_Stated task_: Tally the lines in the data below that contain the string "blue", treating uppercase and lowercase as different, and reply with only that number.
-- Dataset rows start --
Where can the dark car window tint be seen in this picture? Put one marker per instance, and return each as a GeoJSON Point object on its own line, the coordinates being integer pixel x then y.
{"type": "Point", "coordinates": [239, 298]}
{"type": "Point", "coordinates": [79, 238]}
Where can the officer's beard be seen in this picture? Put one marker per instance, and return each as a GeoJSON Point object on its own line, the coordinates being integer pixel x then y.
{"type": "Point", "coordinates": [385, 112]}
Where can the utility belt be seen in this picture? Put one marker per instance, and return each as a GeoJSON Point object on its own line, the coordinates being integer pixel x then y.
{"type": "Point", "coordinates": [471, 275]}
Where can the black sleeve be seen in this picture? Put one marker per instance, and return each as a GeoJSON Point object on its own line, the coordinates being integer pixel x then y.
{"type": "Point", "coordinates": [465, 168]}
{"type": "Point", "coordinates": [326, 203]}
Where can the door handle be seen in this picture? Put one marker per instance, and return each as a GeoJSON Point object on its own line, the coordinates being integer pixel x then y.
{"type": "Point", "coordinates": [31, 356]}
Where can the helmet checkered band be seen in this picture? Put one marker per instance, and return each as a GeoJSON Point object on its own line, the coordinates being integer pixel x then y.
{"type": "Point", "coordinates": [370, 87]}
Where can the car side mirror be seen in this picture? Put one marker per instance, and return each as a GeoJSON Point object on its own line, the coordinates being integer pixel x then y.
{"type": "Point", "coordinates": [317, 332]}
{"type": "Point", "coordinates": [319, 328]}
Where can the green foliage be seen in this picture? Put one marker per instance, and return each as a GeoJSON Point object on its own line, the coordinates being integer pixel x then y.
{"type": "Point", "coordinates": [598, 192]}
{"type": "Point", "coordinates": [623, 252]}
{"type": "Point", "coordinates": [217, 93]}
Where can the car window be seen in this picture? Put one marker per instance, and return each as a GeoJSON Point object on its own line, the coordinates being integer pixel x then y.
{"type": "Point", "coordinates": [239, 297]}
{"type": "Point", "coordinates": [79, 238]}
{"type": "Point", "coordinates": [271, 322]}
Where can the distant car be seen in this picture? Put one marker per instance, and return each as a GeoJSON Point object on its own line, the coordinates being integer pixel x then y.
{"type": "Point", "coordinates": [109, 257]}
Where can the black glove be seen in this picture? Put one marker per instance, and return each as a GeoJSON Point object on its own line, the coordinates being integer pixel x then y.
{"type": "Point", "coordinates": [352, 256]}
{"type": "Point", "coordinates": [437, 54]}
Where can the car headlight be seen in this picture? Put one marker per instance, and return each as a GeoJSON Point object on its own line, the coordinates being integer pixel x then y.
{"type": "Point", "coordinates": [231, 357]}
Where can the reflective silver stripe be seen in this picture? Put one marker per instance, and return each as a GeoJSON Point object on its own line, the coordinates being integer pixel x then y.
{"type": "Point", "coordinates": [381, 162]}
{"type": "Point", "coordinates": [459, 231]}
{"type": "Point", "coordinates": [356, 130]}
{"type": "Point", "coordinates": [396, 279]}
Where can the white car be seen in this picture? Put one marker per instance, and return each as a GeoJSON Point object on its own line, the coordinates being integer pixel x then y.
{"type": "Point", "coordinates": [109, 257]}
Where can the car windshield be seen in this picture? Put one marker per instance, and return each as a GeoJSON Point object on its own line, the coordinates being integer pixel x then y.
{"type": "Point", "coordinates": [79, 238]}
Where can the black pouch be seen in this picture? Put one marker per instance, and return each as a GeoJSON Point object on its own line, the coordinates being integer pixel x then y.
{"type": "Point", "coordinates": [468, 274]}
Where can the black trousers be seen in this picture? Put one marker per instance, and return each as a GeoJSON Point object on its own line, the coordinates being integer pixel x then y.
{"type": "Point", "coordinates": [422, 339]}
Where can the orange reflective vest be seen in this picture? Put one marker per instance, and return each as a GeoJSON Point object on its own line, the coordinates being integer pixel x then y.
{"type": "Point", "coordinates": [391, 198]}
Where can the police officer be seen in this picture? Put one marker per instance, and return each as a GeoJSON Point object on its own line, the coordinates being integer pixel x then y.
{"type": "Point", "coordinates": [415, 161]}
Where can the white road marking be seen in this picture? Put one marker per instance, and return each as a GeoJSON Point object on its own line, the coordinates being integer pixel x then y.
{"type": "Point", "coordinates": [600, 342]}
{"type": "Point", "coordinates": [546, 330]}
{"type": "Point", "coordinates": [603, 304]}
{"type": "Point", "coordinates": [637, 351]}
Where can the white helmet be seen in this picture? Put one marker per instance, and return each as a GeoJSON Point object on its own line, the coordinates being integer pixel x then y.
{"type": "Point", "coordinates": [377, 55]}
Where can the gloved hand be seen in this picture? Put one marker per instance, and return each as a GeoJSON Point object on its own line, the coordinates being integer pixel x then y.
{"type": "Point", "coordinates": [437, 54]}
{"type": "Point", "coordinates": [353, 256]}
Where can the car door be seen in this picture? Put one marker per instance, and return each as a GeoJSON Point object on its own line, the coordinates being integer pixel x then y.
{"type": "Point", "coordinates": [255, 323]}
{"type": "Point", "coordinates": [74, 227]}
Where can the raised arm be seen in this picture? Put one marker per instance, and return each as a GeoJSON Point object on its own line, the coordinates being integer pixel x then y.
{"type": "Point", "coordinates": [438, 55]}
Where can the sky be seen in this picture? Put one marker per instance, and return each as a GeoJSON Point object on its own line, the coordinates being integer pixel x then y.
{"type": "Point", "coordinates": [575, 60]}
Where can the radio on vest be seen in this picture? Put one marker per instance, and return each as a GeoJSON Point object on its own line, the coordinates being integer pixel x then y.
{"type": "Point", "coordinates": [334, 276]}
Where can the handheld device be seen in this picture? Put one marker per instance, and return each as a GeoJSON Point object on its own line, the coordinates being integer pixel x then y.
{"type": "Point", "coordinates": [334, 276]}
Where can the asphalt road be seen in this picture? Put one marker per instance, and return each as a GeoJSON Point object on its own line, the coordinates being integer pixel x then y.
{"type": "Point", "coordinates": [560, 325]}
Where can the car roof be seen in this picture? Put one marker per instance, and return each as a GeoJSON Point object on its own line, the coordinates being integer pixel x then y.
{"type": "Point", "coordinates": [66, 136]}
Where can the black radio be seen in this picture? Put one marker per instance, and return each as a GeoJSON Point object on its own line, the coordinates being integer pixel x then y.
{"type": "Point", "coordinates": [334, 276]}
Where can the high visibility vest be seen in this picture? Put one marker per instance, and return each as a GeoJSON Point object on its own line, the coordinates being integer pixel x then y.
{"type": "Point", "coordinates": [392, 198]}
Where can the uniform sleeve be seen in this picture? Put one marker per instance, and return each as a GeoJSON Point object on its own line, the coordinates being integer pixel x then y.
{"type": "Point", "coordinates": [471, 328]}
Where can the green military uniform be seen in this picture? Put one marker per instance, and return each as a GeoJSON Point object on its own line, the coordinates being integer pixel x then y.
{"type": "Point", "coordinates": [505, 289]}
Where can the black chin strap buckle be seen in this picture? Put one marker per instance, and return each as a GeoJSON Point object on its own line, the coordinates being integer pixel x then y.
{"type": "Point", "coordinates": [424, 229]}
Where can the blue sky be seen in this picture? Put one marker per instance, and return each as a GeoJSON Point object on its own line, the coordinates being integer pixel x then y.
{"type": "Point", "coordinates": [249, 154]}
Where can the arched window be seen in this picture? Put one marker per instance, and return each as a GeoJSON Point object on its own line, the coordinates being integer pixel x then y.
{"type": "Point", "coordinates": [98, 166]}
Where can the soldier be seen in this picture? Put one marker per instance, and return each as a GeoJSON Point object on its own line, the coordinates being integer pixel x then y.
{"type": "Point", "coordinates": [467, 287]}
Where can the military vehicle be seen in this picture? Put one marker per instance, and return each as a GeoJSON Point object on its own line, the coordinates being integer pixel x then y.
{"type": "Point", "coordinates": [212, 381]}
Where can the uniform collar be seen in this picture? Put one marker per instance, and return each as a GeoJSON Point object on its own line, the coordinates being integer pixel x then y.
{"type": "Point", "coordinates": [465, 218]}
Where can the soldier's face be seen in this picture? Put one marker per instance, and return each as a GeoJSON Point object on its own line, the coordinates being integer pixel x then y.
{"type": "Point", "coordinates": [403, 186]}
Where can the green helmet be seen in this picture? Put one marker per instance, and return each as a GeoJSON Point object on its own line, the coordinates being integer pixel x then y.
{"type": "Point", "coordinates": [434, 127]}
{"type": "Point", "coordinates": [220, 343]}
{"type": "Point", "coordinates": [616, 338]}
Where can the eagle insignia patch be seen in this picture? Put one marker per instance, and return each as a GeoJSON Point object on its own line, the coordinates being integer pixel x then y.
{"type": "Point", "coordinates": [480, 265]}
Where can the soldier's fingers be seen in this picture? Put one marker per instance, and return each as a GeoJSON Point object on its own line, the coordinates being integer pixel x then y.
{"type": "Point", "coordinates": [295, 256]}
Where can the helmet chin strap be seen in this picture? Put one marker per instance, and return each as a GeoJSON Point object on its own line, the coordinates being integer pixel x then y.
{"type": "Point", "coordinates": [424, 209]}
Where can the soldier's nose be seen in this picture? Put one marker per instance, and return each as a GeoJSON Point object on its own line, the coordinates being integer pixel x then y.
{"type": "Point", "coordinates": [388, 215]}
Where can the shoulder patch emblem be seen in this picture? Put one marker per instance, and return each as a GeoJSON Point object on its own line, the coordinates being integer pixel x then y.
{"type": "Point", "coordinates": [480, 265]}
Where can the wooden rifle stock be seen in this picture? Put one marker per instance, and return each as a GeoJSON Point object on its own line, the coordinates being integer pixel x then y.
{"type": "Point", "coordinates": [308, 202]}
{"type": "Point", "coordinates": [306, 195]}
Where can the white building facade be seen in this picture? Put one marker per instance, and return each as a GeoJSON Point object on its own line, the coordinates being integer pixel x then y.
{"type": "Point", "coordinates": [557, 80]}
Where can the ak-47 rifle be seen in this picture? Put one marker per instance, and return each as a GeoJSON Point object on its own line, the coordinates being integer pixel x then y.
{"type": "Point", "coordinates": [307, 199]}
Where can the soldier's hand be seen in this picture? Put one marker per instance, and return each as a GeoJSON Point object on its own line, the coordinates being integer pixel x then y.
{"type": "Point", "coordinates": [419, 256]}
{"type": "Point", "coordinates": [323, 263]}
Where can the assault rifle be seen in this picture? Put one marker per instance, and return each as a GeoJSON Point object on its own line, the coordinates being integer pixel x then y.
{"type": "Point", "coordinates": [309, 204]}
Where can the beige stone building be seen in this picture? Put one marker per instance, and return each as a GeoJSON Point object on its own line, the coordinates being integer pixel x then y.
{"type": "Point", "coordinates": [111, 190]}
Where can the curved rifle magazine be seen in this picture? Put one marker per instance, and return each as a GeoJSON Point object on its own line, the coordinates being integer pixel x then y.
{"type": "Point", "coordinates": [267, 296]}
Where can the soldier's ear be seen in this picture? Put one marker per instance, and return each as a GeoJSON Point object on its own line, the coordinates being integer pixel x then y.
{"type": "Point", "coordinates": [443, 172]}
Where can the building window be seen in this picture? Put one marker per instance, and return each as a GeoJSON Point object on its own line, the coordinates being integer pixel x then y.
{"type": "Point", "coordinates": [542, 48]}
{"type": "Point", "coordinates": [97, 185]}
-- Dataset rows end --
-- Dataset rows start --
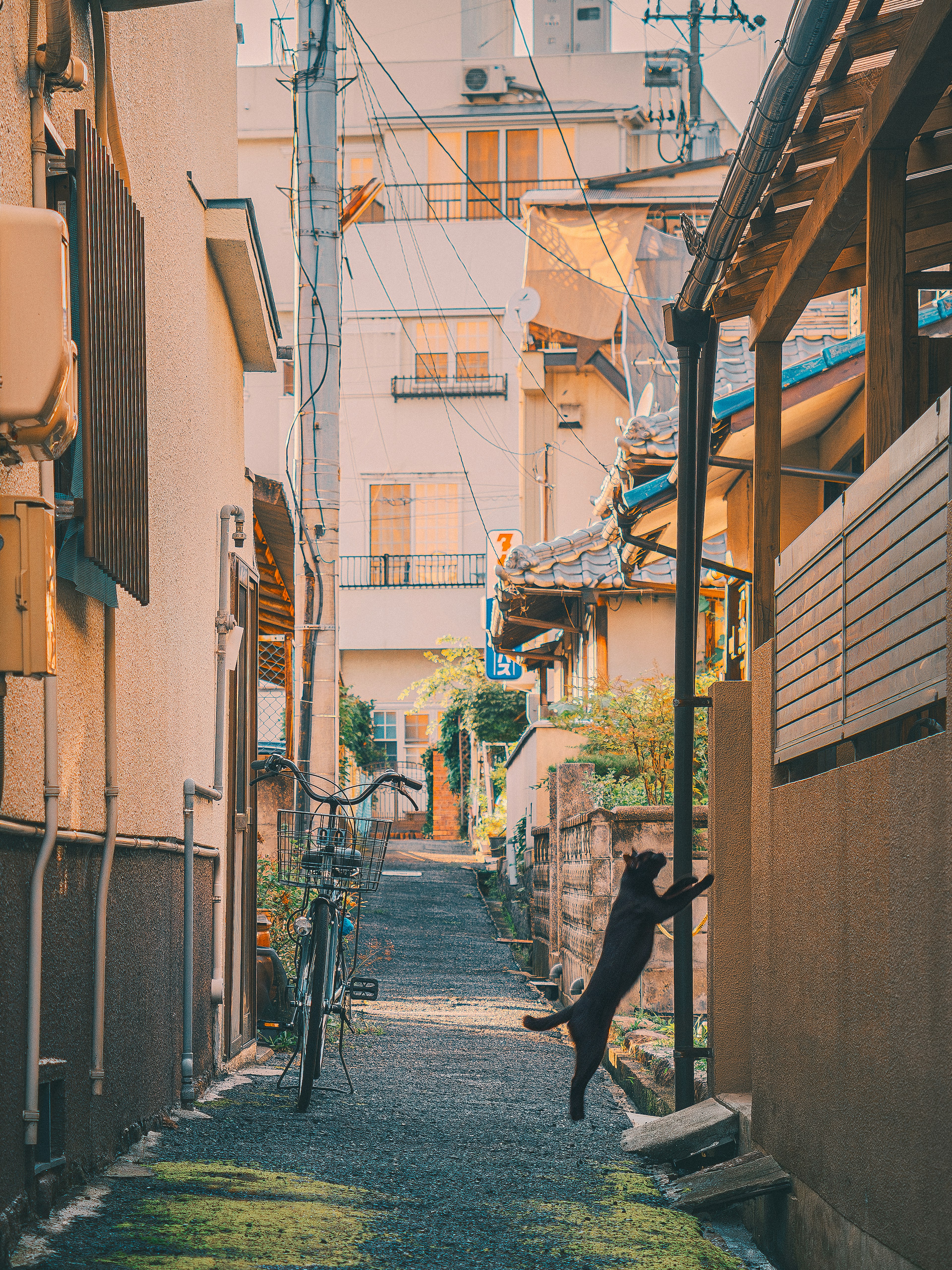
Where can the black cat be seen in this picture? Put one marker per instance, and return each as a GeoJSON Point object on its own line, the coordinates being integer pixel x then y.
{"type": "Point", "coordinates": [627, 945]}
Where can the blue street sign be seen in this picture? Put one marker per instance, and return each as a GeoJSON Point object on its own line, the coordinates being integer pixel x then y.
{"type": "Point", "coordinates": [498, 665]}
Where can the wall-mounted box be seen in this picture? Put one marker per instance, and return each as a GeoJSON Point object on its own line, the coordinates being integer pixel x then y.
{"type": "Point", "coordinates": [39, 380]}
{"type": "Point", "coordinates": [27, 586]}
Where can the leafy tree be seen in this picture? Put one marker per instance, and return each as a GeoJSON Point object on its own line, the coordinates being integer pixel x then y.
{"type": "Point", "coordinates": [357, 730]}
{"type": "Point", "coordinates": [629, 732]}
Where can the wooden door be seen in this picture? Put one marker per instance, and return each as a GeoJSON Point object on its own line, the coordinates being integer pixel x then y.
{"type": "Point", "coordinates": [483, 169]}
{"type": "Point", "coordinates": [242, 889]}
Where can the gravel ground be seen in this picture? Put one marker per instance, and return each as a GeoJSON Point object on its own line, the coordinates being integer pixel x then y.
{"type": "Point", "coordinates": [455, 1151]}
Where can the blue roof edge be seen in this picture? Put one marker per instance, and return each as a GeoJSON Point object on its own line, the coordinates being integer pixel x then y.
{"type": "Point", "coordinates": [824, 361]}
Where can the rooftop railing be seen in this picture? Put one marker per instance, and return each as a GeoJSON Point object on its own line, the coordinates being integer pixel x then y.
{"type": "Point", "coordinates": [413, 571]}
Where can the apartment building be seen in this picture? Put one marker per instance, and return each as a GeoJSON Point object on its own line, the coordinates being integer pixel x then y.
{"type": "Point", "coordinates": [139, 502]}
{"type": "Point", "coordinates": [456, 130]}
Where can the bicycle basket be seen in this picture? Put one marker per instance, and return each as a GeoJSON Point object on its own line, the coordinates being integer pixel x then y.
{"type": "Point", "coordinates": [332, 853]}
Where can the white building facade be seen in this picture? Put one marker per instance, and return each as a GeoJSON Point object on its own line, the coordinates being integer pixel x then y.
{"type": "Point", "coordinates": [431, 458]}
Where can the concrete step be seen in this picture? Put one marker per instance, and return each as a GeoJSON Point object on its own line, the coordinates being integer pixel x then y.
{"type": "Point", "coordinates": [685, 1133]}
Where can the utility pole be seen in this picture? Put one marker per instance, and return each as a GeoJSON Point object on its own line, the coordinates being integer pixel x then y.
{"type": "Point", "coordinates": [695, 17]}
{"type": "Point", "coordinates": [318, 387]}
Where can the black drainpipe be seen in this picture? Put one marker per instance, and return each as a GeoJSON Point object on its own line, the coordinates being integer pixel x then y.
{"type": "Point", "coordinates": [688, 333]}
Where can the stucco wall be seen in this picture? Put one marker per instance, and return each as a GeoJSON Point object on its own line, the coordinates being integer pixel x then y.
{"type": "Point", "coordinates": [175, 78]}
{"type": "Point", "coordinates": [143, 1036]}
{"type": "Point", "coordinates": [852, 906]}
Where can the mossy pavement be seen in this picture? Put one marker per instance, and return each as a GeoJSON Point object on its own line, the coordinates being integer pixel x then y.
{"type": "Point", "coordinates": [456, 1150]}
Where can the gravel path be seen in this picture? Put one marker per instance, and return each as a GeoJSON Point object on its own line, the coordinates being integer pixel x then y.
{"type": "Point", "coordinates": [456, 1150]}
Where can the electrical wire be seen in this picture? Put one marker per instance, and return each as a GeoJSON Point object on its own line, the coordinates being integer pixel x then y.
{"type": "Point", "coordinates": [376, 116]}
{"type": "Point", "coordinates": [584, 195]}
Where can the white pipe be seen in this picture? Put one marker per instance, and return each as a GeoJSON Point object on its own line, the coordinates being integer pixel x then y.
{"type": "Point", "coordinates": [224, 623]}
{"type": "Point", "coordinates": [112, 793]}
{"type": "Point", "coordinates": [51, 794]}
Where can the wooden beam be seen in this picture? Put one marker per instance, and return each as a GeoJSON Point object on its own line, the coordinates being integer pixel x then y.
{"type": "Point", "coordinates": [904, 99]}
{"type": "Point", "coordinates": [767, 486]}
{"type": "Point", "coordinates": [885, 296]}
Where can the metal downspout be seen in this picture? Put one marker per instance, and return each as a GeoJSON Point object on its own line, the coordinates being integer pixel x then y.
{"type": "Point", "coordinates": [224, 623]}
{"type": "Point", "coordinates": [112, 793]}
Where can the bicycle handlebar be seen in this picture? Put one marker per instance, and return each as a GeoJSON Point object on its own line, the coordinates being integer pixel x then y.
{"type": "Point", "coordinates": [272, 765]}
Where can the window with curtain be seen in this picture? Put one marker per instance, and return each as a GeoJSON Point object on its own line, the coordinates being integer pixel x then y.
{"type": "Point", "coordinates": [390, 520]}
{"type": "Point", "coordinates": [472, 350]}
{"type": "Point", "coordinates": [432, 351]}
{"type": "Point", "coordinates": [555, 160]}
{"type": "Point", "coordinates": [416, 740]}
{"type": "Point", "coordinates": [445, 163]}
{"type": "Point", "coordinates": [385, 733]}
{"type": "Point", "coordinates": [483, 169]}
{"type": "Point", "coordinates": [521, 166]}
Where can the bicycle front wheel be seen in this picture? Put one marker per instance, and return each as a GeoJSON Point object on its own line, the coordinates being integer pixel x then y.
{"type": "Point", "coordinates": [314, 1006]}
-- Dataset rows end --
-- Dataset rows start --
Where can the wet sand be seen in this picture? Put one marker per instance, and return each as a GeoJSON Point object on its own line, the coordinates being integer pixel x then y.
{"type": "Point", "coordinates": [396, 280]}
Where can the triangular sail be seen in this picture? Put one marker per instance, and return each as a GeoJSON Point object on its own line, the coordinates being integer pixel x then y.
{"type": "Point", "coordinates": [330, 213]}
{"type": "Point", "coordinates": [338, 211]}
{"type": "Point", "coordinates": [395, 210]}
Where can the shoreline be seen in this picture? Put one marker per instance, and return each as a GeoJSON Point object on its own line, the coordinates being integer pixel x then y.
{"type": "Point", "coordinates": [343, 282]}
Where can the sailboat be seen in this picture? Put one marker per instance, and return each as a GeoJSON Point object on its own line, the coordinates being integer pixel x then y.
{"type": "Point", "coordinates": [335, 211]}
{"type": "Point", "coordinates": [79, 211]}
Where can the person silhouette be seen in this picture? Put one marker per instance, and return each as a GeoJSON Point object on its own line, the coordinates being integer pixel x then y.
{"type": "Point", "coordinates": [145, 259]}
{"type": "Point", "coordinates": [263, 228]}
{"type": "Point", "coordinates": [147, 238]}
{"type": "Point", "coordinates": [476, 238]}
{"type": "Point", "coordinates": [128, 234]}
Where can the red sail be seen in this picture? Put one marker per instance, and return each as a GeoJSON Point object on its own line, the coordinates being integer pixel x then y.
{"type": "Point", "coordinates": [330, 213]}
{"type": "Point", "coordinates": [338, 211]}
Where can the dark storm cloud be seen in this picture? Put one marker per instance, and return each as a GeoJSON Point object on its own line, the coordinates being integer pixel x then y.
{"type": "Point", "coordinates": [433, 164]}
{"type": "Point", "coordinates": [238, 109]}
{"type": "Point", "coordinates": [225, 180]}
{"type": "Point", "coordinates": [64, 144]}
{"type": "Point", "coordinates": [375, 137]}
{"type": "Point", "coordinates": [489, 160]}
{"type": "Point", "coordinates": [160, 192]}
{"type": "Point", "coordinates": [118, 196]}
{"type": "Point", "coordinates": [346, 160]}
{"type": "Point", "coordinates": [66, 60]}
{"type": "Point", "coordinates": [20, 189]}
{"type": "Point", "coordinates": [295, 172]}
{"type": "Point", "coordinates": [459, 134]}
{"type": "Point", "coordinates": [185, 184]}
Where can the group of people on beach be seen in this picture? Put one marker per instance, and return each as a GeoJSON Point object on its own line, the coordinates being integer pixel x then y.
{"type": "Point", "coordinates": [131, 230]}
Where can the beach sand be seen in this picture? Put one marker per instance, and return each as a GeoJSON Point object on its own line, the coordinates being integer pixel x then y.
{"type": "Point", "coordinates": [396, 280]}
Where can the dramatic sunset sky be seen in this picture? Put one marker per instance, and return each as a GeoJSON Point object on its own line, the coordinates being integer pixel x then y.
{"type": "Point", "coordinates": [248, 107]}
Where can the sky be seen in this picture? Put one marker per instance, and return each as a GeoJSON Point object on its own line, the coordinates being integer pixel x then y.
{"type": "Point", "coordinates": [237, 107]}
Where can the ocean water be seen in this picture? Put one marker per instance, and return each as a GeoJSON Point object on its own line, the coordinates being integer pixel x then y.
-- Dataset rows end --
_Solved problem_: 3